■ **What is being asked**: Please write out the listing below without any change, starting from its first line and ending with the line that contains "xmin=316 ymin=228 xmax=336 ymax=249", with that line included.

★ ★ ★

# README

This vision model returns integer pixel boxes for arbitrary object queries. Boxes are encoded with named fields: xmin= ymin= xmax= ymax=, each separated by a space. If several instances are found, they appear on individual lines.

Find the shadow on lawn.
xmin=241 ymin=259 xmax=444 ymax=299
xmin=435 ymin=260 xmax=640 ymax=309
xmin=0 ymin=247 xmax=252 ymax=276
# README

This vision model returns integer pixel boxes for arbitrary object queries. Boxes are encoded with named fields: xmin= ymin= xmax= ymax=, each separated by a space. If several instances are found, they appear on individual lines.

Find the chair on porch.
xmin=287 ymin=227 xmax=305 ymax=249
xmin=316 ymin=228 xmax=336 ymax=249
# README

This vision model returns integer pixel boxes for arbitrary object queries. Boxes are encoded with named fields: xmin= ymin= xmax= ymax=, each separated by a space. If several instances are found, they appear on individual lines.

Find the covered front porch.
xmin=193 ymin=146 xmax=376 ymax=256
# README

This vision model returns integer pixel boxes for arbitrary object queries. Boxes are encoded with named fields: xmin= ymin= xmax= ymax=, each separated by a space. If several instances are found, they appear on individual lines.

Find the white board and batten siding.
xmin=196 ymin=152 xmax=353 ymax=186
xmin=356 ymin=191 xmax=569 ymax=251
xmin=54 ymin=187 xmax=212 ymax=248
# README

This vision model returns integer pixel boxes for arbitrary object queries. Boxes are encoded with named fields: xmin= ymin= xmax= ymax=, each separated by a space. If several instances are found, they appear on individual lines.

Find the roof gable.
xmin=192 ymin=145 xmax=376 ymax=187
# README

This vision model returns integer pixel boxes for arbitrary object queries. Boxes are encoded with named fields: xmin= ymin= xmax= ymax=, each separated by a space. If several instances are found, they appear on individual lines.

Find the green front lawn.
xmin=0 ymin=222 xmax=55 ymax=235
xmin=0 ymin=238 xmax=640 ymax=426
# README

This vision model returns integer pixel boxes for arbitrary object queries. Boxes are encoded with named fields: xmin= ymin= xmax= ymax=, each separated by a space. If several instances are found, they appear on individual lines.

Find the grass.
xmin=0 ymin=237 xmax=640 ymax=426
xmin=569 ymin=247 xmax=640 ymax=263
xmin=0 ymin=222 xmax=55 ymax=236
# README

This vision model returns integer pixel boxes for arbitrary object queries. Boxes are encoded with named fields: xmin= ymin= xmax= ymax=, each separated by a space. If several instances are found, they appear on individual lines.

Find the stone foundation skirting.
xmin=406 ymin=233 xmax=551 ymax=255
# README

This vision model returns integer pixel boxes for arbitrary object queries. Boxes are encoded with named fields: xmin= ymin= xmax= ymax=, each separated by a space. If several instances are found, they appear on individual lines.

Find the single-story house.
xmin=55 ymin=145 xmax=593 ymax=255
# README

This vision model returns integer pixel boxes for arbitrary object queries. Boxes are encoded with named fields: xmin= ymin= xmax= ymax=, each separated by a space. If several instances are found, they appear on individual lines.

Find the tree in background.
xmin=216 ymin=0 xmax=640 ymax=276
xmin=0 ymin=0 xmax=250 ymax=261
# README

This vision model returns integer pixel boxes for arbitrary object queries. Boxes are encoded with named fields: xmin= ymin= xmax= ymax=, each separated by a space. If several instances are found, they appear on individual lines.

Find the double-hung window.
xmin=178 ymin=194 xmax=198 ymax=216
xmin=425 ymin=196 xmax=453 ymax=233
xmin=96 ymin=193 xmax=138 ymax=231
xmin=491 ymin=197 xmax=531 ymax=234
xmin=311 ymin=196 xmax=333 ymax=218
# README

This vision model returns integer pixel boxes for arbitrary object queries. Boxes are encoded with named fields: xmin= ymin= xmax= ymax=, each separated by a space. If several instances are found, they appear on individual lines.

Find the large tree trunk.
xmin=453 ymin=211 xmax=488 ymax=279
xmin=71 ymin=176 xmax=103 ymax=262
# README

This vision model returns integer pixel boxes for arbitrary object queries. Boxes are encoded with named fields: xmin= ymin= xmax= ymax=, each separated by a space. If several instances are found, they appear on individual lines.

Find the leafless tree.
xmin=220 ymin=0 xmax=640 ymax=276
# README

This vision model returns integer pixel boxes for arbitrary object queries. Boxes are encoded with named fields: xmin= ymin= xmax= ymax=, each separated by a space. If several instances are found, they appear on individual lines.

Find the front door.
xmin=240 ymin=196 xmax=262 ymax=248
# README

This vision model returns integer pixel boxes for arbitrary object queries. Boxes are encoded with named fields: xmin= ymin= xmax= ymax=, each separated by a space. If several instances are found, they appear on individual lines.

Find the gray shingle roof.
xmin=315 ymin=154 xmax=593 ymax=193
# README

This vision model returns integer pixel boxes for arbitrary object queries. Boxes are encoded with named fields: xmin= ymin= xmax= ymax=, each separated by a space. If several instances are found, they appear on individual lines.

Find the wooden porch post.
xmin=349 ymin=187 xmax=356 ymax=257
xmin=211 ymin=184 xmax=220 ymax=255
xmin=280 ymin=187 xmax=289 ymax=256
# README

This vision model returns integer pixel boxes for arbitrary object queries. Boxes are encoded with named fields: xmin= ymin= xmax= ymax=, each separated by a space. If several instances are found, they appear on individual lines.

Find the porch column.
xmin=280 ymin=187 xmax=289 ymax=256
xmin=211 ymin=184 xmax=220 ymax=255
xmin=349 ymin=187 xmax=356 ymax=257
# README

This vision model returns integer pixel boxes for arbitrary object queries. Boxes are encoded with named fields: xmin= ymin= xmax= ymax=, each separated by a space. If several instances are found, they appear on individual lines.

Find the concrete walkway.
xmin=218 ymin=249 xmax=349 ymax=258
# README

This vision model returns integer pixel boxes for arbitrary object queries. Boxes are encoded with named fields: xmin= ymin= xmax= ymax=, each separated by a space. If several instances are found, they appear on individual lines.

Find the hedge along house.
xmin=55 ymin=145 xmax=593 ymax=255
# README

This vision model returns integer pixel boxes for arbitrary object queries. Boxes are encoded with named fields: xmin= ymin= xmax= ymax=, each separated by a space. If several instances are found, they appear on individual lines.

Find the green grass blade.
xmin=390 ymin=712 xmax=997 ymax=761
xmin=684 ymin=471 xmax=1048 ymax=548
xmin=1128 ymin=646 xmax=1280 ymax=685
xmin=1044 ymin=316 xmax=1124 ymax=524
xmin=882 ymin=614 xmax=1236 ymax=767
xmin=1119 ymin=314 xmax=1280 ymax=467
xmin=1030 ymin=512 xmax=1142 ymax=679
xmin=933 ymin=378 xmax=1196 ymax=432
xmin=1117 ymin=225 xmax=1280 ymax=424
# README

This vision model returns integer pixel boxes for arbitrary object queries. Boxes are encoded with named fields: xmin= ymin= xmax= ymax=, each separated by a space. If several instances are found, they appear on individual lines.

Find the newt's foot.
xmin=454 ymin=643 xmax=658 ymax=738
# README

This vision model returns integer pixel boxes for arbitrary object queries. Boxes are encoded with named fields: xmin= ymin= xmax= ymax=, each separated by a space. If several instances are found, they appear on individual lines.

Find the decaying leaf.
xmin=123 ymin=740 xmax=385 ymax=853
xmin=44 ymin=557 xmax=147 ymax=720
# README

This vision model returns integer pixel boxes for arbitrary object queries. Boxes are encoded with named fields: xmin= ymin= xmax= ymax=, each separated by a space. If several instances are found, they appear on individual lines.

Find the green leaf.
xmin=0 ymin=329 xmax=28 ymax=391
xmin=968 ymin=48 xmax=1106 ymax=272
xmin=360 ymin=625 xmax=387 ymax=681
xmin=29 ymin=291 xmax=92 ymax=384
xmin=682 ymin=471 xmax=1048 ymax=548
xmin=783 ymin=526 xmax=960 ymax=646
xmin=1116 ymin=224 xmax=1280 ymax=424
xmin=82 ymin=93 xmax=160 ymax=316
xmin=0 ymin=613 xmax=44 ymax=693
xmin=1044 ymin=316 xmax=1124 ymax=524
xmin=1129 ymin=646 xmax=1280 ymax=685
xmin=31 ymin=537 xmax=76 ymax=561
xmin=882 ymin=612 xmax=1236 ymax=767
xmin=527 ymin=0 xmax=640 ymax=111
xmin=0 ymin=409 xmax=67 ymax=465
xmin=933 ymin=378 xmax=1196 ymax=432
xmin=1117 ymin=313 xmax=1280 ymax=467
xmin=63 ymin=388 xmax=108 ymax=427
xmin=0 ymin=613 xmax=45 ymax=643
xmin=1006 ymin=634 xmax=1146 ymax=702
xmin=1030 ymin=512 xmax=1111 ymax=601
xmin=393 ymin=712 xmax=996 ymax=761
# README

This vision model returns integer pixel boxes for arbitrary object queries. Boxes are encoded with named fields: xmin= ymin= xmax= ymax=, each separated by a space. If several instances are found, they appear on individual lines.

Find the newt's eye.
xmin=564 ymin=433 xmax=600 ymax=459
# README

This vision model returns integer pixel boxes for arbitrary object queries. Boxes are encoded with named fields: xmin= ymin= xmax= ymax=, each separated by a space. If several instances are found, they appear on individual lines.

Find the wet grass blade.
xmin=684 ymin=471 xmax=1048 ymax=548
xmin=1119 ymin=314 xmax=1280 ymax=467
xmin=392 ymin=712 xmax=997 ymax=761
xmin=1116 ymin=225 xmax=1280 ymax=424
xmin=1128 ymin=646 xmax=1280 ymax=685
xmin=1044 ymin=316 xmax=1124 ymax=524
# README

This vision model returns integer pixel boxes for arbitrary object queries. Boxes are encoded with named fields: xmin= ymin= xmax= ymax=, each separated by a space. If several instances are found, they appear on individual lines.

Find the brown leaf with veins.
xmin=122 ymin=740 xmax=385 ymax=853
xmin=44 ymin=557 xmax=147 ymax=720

★ ★ ★

■ **Exercise answer**:
# README

This vision model returns integer pixel boxes for arbitrary object queries. Boxes are encoded with named fields: xmin= ymin= xmax= ymax=, each separated by a space. If several instances are found, they appear on individual lines.

Find the shadow on lawn.
xmin=241 ymin=259 xmax=444 ymax=299
xmin=435 ymin=260 xmax=640 ymax=309
xmin=0 ymin=247 xmax=252 ymax=276
# README

This vision model returns integer pixel boxes for arbitrary object queries. Boxes are encoded with named fields: xmin= ymin= xmax= ymax=, each separated by a space. If several instances are found, they appear on individual lines.

Find the chair on porch.
xmin=287 ymin=227 xmax=305 ymax=249
xmin=316 ymin=228 xmax=336 ymax=249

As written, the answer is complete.